Ce financement PEPS est pensé en lien avec un financement ESPON-ORATE (agence européenne pour l’aménagement du territoire) que notre équipe vient de recevoir pour travailler sur le même sujet (call for tender « Tools (2011-2014). Feasibility Study on Analytical Tool based on Big Data »). Le financement ESPON vise à l’exploration empirique des soft data pour l’aménagement. En particulier, le projet est destiné à développer deux cas d’utilisation des soft data pour l’étude d’un groupe de villes européennes.
Nous pensons qu’il est fondamental pour la bonne réalisation du projet d’accompagner l’étude empirique d’une réflexion théorique et que l’axe de recherche Médias et territoires du CIST fournit le contexte idéal pour cette recherche. Par conséquent, nous présentons cette demande de financement PEPS pour pouvoir développer les trois actions suivantes

1. Développement de l’état de l’art et de la réflexion théorique (mars-juillet 2014)
Organisation des plusieurs rencontres avec les participants au projet pour développer de manière partagée une réflexion sur l’emploi des soft data pour les politiques publiques de la ville. Participation de 3 ou 4 personnes à l’École d’été de la Digital Methods Initiative « On Geolocation: Remote Event Analysis ».

2. Journée d’études sur les soft data pour la gestion de la ville, ouverte aux décideurs publics organisée en deux parties (octobre 2014)
Workshop méthodologique sur les données et outils avec des invités externes à un niveau international et conférence grand public de clôture du workshop sur les questions théoriques de traces numériques comme représentation de la ville.

3. Publication scientifique (octobre-décembre 2014)
Réalisation d’une publication avec les résultats théoriques et empiriques du projet. La publication pourra être réalisée comme un ouvrage dans la collection « Le débat du numérique » aux Presses des Mines ou dans la « Collection du CIST » chez Karthala (des accords préliminaires ont été pris auprès des deux partenaires).

=== DONNÉES DE L'EXERCICE ===
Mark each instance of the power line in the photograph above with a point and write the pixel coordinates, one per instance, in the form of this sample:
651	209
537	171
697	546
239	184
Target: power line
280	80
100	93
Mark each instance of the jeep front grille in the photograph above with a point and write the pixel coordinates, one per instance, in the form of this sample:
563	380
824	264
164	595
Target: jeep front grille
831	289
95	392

=== TRAVAIL DEMANDÉ ===
- a) D'après le texte proposé, chez quel éditeur paraît la collection « Le débat du numérique » ?
- b) Réécrivez, s'il vous plaît, sous forme de liste numérotée les lignes des données, depuis la ligne contenant « Mark each instance of the jeep » jusqu'à la dernière ligne des données incluse, sans les lignes vides.

=== SOLUTIONS DÉTAILLÉES ===
- a) Aux Presses des Mines.

- b)
1. Mark each instance of the jeep front grille in the photograph above with a point and write the pixel coordinates, one per instance, in the form of this sample:
2. 563	380
3. 824	264
4. 164	595
5. Target: jeep front grille
6. 831	289
7. 95	392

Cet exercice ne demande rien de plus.